QUESTIONS TO ANSWER —
1. In the text on health and the environment, what does the practice of data linkage involve?
2. Extend the text on health and the environment with a further paragraph that picks up after its final sentence.

SOURCE TEXT —

□ □ □ □ □ □ □

Human health is increasingly affected by our environment, in particular by weather and climate. This is happening directly due to extreme heat and cold and indirectly through the increased emergence and transmission of infectious diseases. Research into the links between human health and the environment is becoming ever more essential to develop interventions and policies that will protect lives and the wellbeing of populations now and in the future.
Public health researchers face an ongoing challenge of accessing and linking human health and weather and climate data. Data linkage is the practice of taking environmental observations at sites and times and matching this with medical and health data. However these data sets do not necessarily match neither spatially nor temporally with one another due to the range of data being studied and the variety of statistical tools.

□ □ □ □ □ □ □

INPUT DATA —
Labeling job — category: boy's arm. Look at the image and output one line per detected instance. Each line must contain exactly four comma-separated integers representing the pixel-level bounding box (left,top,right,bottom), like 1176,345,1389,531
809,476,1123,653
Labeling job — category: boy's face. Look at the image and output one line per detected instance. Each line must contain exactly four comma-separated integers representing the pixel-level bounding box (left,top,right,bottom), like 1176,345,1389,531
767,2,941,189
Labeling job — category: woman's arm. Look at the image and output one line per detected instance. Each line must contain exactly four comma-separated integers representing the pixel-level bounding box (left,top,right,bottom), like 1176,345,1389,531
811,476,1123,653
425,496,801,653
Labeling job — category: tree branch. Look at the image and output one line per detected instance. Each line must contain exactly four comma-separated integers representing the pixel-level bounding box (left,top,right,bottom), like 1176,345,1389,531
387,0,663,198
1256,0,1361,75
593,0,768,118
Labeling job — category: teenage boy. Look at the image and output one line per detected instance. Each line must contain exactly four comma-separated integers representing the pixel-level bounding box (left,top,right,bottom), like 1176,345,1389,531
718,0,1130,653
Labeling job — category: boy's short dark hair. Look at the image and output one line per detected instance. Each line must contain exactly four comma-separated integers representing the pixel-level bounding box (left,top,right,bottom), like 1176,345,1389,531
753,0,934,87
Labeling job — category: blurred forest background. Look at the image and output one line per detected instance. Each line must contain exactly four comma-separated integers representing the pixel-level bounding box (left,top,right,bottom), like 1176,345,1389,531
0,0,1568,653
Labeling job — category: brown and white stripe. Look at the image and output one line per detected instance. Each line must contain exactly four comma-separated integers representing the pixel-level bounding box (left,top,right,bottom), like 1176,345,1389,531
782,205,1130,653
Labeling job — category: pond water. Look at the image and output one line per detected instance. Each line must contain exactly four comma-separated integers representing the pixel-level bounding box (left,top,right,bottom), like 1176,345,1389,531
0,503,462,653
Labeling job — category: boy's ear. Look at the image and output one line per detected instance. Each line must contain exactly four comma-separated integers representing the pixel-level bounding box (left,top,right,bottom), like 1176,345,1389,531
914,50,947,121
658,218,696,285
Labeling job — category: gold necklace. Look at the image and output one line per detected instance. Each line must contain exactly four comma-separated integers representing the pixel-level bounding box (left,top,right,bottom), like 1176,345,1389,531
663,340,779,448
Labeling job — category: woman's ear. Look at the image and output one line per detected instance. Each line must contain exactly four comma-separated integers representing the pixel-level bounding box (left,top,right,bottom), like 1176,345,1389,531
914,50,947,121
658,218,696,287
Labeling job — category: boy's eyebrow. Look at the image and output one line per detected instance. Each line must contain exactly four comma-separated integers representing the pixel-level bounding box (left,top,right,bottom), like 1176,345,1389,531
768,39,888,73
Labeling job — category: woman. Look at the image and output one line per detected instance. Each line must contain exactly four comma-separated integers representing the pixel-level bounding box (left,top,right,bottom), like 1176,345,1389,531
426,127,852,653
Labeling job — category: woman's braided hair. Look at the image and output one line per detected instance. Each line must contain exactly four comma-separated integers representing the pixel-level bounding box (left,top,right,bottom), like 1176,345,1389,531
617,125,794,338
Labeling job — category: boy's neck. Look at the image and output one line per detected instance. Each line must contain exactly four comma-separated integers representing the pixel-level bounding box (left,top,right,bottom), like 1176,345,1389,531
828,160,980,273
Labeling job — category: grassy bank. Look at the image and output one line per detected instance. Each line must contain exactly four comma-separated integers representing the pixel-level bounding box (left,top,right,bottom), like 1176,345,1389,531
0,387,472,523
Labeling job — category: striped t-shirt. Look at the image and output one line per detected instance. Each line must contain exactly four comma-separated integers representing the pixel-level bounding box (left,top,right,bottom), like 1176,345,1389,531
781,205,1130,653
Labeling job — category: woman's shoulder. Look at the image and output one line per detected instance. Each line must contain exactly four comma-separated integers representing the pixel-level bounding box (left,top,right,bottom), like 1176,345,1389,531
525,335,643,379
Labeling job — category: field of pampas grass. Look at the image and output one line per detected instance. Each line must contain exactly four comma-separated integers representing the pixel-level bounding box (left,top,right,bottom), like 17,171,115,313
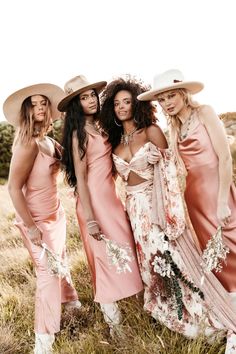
0,176,229,354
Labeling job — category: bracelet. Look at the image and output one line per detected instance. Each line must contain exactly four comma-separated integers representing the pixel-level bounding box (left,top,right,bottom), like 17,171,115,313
28,226,38,236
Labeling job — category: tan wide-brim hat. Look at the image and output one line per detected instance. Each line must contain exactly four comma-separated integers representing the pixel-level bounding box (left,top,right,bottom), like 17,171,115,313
57,75,107,112
3,83,65,126
137,69,204,101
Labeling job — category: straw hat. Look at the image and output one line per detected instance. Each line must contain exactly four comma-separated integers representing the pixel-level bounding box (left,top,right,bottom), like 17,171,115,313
57,75,107,112
3,84,65,126
137,69,204,101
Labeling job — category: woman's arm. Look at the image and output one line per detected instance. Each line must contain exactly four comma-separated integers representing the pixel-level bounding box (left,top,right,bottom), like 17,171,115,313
72,134,101,240
200,106,233,226
8,141,41,244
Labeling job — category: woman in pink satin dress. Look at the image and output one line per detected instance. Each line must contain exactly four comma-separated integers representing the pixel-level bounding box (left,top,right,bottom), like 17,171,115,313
138,70,236,352
3,84,81,354
58,75,143,335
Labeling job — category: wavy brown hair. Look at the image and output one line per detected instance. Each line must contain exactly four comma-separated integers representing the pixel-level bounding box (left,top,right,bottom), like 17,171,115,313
99,76,157,150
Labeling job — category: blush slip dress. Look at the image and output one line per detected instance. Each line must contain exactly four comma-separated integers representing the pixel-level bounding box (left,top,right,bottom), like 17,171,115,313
113,142,236,338
178,121,236,292
16,141,78,334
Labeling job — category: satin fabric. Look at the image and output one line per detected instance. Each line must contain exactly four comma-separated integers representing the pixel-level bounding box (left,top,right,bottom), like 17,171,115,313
16,140,78,334
76,133,143,304
178,121,236,292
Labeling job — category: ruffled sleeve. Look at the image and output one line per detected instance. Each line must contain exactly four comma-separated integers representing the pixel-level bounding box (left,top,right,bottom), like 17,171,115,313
150,144,186,240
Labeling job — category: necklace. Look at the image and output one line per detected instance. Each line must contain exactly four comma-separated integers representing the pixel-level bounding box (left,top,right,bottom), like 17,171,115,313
120,127,138,146
179,109,193,140
85,122,100,133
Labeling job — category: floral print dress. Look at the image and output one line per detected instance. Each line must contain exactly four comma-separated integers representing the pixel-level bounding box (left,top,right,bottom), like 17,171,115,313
113,142,225,338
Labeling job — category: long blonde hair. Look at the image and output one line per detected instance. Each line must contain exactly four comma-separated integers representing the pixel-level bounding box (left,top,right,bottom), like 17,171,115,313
163,89,200,176
13,95,52,146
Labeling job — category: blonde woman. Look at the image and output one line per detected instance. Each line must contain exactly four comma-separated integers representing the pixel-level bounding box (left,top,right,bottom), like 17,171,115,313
138,70,236,352
3,84,81,354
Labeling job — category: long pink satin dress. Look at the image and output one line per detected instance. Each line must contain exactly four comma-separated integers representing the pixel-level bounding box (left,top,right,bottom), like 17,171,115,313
76,133,143,304
16,139,78,334
178,121,236,292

□ □ □ □ □ □ □

EXERCISE ANSWERS —
1. Data linkage means taking environmental observations at particular sites and times and matching them with medical and health data.

2.
The following video presents why data linkage is important and how it works, through the interviews with researchers and national leaders in the fields of weather, climate and public health and includes:
Examples of data linkage in practice using the university’s MEDMI Platform from a selection of research projects;
Why data linkage is key for research and the development of policy;
The new national capability in the EPHSS (Environmental Public Health Surveillance System) provided by the UK Health Security Agency (UKHSA*) (formerly Public Health England [PHE], an original partner of the NERC MRC funded MEDMI Project).
On 1st July 2023, the MEDMI web site & server were decommissioned.
Data for public health analyses will be accessible via a facility operated by the UK Health Security Agency: the Environmental Public Health Surveillance System (EPHSS).